*Exercise description:* All entries below are to be set down again, identical to the source.

*Source data:*
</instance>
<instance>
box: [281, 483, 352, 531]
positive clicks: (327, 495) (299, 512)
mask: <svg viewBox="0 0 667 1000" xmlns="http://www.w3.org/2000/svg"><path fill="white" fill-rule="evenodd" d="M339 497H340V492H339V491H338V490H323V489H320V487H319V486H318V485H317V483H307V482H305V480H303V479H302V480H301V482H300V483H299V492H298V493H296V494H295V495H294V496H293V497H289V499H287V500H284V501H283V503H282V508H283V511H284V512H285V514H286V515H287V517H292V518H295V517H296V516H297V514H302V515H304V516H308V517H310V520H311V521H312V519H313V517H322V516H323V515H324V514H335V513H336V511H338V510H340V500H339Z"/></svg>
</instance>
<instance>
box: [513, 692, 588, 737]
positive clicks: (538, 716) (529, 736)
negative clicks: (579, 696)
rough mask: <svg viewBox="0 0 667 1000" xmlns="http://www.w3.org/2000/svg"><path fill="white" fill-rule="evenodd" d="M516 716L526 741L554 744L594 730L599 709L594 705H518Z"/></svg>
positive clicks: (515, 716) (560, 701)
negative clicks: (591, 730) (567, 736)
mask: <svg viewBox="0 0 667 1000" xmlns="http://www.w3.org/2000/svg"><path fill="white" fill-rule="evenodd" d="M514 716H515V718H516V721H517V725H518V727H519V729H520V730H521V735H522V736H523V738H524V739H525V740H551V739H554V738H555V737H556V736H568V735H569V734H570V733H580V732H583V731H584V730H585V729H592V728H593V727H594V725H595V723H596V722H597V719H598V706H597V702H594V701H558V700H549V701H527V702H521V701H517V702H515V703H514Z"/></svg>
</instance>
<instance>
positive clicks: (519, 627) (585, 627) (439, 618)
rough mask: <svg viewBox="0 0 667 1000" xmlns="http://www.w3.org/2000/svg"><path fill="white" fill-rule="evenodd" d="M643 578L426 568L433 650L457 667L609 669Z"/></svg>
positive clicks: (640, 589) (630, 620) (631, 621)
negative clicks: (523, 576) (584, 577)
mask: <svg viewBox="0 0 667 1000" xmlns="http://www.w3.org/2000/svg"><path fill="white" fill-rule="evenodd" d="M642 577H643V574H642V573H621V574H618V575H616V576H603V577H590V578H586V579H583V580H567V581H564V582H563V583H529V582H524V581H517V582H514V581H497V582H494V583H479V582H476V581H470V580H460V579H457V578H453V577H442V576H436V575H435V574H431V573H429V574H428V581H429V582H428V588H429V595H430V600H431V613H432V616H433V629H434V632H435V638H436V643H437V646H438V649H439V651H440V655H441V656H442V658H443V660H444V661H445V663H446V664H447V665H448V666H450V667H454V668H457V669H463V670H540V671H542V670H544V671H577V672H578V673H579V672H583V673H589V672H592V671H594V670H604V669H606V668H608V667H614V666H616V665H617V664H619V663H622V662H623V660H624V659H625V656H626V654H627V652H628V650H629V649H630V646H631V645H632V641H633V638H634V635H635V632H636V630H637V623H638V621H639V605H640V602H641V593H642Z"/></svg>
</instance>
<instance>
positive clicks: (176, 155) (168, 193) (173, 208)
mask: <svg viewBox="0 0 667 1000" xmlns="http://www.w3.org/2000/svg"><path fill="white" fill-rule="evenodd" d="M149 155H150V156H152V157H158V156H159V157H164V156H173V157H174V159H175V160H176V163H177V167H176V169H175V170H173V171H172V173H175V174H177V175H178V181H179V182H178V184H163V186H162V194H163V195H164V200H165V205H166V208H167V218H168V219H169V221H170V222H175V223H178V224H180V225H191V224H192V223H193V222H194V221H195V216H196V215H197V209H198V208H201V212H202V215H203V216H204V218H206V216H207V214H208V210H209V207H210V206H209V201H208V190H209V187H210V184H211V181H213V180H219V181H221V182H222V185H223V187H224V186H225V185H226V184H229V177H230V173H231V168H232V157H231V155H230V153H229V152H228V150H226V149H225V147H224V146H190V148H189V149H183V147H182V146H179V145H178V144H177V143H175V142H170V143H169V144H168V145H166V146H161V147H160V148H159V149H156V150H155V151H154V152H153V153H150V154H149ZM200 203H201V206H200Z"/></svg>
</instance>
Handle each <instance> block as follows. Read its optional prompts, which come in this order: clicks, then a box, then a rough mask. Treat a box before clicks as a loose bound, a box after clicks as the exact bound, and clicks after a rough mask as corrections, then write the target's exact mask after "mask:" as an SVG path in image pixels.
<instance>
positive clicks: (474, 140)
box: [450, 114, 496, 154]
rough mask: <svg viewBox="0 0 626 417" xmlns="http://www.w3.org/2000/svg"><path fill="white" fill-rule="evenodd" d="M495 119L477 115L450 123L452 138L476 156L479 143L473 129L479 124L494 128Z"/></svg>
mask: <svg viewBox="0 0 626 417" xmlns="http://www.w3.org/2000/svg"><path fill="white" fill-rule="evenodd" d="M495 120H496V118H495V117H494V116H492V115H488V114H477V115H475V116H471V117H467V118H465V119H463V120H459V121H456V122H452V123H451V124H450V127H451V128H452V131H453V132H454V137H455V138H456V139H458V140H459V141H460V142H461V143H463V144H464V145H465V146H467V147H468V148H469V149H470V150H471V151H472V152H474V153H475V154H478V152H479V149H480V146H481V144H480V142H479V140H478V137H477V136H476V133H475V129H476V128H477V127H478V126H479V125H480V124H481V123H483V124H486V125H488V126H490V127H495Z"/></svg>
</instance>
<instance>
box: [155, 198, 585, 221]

*Task result:*
</instance>
<instance>
box: [281, 483, 352, 531]
positive clicks: (327, 495) (299, 512)
mask: <svg viewBox="0 0 667 1000" xmlns="http://www.w3.org/2000/svg"><path fill="white" fill-rule="evenodd" d="M339 497H340V492H339V491H338V490H323V489H320V487H319V486H318V485H317V483H307V482H305V480H303V479H302V480H301V482H300V483H299V492H298V493H296V494H295V495H294V496H293V497H289V499H287V500H284V501H283V503H282V508H283V511H284V512H285V514H286V515H287V517H292V518H295V517H296V516H297V514H302V515H304V516H308V517H310V520H311V521H312V519H313V517H322V516H323V515H324V514H335V513H336V511H338V510H340V500H339Z"/></svg>
</instance>
<instance>
box: [513, 692, 588, 737]
positive clicks: (538, 716) (529, 736)
negative clicks: (579, 696)
rough mask: <svg viewBox="0 0 667 1000" xmlns="http://www.w3.org/2000/svg"><path fill="white" fill-rule="evenodd" d="M516 716L526 741L554 744L594 730L599 709L594 705H518Z"/></svg>
positive clicks: (515, 716) (560, 701)
negative clicks: (591, 730) (567, 736)
mask: <svg viewBox="0 0 667 1000" xmlns="http://www.w3.org/2000/svg"><path fill="white" fill-rule="evenodd" d="M514 716H515V718H516V721H517V725H518V727H519V729H520V730H521V735H522V736H523V738H524V739H525V740H551V739H554V738H555V737H556V736H568V735H569V734H570V733H580V732H583V731H584V730H585V729H592V728H593V727H594V725H595V723H596V722H597V719H598V706H597V702H594V701H558V700H549V701H527V702H521V701H517V702H515V703H514Z"/></svg>
</instance>
<instance>
positive clicks: (519, 627) (585, 627) (439, 618)
rough mask: <svg viewBox="0 0 667 1000" xmlns="http://www.w3.org/2000/svg"><path fill="white" fill-rule="evenodd" d="M643 578L426 568L433 650L457 667L609 669Z"/></svg>
positive clicks: (640, 589) (630, 620) (631, 621)
negative clicks: (523, 576) (584, 577)
mask: <svg viewBox="0 0 667 1000" xmlns="http://www.w3.org/2000/svg"><path fill="white" fill-rule="evenodd" d="M642 577H643V574H642V573H621V574H618V575H616V576H603V577H590V578H586V579H583V580H567V581H564V582H563V583H529V582H524V581H517V582H514V581H497V582H494V583H479V582H476V581H470V580H460V579H457V578H453V577H442V576H436V575H435V574H431V573H429V574H428V581H429V582H428V588H429V595H430V600H431V613H432V616H433V629H434V632H435V638H436V643H437V646H438V649H439V651H440V655H441V656H442V658H443V660H444V661H445V663H446V664H447V665H448V666H450V667H454V668H457V669H463V670H540V671H542V670H544V671H577V672H578V673H579V672H583V673H589V672H592V671H594V670H604V669H606V668H608V667H614V666H616V665H617V664H619V663H622V662H623V660H624V659H625V656H626V654H627V652H628V650H629V649H630V646H631V645H632V641H633V638H634V635H635V632H636V630H637V623H638V621H639V605H640V602H641V593H642Z"/></svg>
</instance>
<instance>
positive clicks: (176, 155) (168, 193) (173, 208)
mask: <svg viewBox="0 0 667 1000" xmlns="http://www.w3.org/2000/svg"><path fill="white" fill-rule="evenodd" d="M149 155H150V156H152V157H158V156H159V157H164V156H173V157H174V159H175V160H176V163H177V167H176V169H175V170H173V171H172V173H175V174H177V175H178V181H179V182H178V184H163V186H162V194H163V195H164V200H165V205H166V208H167V218H168V219H169V221H170V222H175V223H178V224H180V225H191V224H192V223H193V222H194V221H195V216H196V215H197V209H198V208H201V212H202V215H203V216H204V218H206V216H207V214H208V210H209V207H210V206H209V201H208V190H209V187H210V184H211V181H213V180H219V181H221V182H222V185H223V187H224V186H225V185H226V184H229V177H230V173H231V168H232V157H231V155H230V153H229V152H228V150H226V149H225V147H224V146H190V148H189V149H183V147H182V146H179V145H178V144H177V143H175V142H170V143H169V144H168V145H166V146H161V147H160V148H159V149H156V150H155V151H154V152H153V153H150V154H149ZM200 203H201V206H200Z"/></svg>
</instance>
Handle each <instance> block as follows. Read its optional prompts, which come in this order: clicks, then a box, then a rough mask. Treat a box before clicks as a loose bound, a box after clicks as the exact bound, and clicks after a rough mask as corrections, then write the target's exact mask after "mask:" as an SVG path in image pixels.
<instance>
positive clicks: (474, 140)
box: [450, 114, 496, 154]
rough mask: <svg viewBox="0 0 626 417" xmlns="http://www.w3.org/2000/svg"><path fill="white" fill-rule="evenodd" d="M495 119L477 115L450 123L452 138L476 156L479 143L473 129L479 124L494 128Z"/></svg>
mask: <svg viewBox="0 0 626 417" xmlns="http://www.w3.org/2000/svg"><path fill="white" fill-rule="evenodd" d="M495 120H496V118H495V117H494V116H492V115H488V114H477V115H475V116H471V117H467V118H465V119H463V120H459V121H456V122H452V123H451V124H450V127H451V128H452V131H453V132H454V137H455V138H456V139H458V140H459V141H460V142H461V143H463V144H464V145H465V146H467V147H468V148H469V149H470V150H471V151H472V152H474V153H475V154H478V152H479V149H480V146H481V144H480V142H479V140H478V137H477V136H476V133H475V129H476V128H477V127H478V126H479V125H480V124H481V123H483V124H486V125H488V126H490V127H495Z"/></svg>
</instance>
<instance>
box: [155, 198, 585, 221]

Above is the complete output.